What is asked:
Rewrite the listing below with every "clear sky" replaced by "blue sky" and nothing else changed. Leave the pictures out of your version.

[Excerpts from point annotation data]
+---+
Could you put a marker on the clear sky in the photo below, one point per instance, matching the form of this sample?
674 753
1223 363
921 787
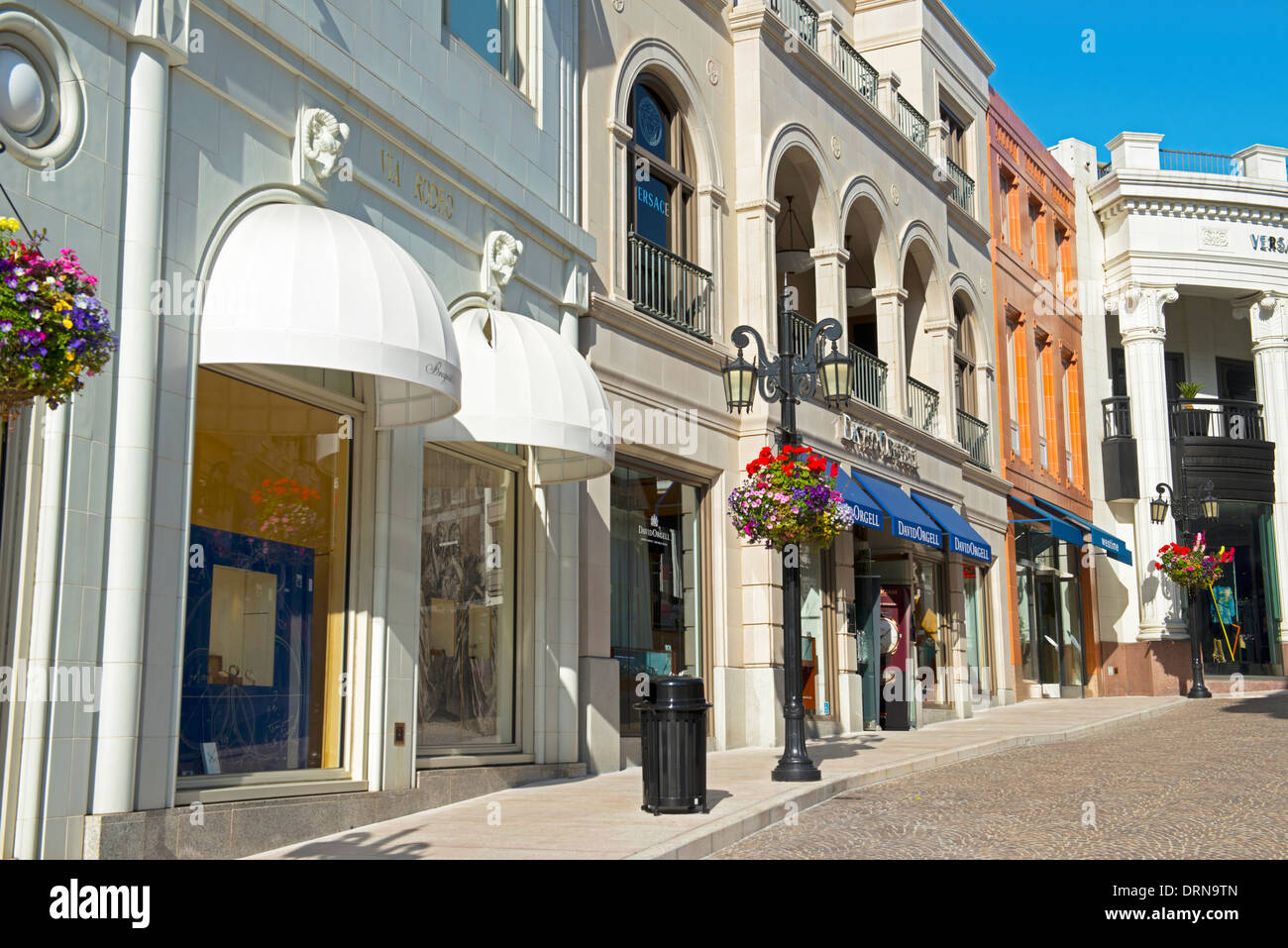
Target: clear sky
1210 75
+---+
Answer:
Could you put a marker on the blue sky in the photo below, one point per instance, matching the form of this sample?
674 753
1223 363
921 787
Target: blue sky
1210 75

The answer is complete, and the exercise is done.